Can you write out the records from the start through the line holding "[291,229,350,259]", inclusive, replacing "brown hair" with "dark hair" and leaving everything else unchanged?

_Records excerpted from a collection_
§ §
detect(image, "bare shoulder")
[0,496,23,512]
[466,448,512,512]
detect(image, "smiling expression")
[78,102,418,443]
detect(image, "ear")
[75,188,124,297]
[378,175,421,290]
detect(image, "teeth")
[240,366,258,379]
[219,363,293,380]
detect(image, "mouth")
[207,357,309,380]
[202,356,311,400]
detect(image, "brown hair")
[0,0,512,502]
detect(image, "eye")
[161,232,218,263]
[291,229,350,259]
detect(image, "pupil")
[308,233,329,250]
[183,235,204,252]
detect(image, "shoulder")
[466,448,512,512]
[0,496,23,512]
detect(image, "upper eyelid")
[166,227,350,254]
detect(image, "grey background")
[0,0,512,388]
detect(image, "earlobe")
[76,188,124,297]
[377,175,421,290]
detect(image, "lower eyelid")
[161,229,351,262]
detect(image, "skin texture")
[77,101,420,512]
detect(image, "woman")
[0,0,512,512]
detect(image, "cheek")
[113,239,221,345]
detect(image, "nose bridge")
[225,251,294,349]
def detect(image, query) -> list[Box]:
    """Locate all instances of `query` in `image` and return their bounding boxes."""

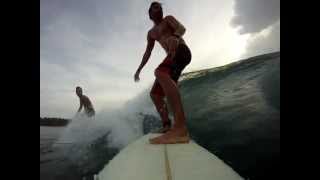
§ §
_Exercise output_
detect(image, "bare shoulder")
[0,496,23,512]
[466,448,512,512]
detect(image, "smiling expression")
[78,102,418,443]
detect(image, "ear")
[75,188,124,297]
[378,175,421,290]
detect(image, "teeth")
[240,366,258,379]
[219,363,293,380]
detect(image, "mouth")
[207,357,309,380]
[202,356,311,400]
detect(image, "dark hair")
[0,0,512,502]
detect(image, "eye")
[161,232,218,263]
[291,229,350,259]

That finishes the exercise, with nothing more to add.